==== Document passage ====
If you have ever had surgery or broken a bone and have been down or frustrated by your limitations, you’ll probably understand this. Here’s what you should know about the other aspects of pain that can impact your dog and what you can do about it.
Types of Pain in Dogs
Pain in dogs is typically either acute or chronic. Acute pain is caused by a recent event occurring over a short period of time due to an injury, illness, or surgery. It often comes on quickly and improves quickly as well, once the issue causing the pain is healed.
Chronic pain lasts for a longer period of time, and longer than the expected healing time would be. Acute pain can become chronic pain if it extends longer than expected. An example would be if an injury doesn’t heal properly, leaving some residual pain. Chronic pain can be from many things, and some of the common causes are osteoarthritis and neuropathy.
How Do You Know When Your Dog is in Pain?
We know dogs feel pain as they have ways of indicating that they do. Your dog may express their pain in physical ways, like limping, panting, restlessness, excessive licking, and other ways. Sometimes these signs can be quite obvious, and other times your dog’s signs of pain can be subtle, so it’s not always easy to be sure.
====
> _Activity_
Copy the dog pain text from "We know dogs" to "to be sure.", swapping "restlessness" for "pacing".
==== Data section ====
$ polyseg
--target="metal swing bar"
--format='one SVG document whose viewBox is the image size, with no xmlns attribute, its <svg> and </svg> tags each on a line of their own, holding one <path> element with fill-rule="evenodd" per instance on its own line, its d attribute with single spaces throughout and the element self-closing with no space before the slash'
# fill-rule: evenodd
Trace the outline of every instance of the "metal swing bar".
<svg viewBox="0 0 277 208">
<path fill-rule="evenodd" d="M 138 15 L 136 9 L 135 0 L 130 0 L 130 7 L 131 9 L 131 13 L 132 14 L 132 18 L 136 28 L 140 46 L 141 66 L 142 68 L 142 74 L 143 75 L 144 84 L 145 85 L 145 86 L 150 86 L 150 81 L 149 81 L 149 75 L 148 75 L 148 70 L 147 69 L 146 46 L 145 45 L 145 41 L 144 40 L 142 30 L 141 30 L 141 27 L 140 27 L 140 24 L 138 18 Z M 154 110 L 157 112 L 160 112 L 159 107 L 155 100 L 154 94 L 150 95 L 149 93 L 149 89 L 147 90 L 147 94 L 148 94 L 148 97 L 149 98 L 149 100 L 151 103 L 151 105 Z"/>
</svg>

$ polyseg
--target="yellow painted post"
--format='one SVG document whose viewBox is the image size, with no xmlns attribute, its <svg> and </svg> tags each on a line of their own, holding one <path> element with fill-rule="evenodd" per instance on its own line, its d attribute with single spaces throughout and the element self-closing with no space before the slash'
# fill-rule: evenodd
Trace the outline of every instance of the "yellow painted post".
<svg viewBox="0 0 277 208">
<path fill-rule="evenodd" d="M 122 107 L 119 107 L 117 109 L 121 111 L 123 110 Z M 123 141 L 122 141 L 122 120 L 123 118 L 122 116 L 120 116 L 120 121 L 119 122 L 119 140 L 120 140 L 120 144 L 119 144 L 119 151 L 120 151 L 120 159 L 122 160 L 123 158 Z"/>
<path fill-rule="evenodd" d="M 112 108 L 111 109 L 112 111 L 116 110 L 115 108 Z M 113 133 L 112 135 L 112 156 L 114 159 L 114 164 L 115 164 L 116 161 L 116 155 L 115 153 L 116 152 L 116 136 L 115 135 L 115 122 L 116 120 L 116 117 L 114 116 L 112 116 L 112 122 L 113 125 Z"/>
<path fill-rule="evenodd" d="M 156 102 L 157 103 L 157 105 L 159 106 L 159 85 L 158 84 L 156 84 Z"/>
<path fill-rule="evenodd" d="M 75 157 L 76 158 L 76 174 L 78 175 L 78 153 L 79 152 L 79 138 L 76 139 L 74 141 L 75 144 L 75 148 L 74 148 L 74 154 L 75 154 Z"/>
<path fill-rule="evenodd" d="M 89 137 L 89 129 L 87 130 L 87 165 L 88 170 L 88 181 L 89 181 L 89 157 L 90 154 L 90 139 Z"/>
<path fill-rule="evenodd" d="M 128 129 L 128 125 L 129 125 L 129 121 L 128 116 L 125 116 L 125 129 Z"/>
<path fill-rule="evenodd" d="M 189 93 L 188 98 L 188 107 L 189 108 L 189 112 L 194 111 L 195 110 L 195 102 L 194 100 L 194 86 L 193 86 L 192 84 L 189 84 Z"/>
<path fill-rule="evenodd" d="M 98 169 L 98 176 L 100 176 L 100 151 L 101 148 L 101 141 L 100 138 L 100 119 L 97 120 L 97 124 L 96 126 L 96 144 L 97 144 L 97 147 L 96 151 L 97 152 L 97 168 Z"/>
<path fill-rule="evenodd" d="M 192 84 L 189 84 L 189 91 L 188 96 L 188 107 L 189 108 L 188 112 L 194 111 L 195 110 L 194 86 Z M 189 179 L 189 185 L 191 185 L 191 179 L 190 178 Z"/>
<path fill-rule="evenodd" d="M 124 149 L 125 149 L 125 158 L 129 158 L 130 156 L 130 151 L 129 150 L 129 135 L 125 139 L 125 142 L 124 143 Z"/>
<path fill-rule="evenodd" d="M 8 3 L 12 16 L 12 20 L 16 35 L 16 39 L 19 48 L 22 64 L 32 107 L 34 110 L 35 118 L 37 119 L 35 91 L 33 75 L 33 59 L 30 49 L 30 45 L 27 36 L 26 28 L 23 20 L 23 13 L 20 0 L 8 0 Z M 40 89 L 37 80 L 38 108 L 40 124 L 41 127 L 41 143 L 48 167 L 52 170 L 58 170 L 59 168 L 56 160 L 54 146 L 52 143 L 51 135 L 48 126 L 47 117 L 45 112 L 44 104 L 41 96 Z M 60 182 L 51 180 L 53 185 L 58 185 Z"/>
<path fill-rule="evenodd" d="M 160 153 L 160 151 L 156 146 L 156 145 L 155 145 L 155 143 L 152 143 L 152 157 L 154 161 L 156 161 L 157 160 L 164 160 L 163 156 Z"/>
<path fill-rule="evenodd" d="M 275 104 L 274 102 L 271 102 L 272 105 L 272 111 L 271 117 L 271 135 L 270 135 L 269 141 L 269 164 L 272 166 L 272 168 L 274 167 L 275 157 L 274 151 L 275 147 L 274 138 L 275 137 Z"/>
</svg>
====
> _Output of the exercise_
We know dogs feel pain as they have ways of indicating that they do. Your dog may express their pain in physical ways, like limping, panting, pacing, excessive licking, and other ways. Sometimes these signs can be quite obvious, and other times your dog’s signs of pain can be subtle, so it’s not always easy to be sure.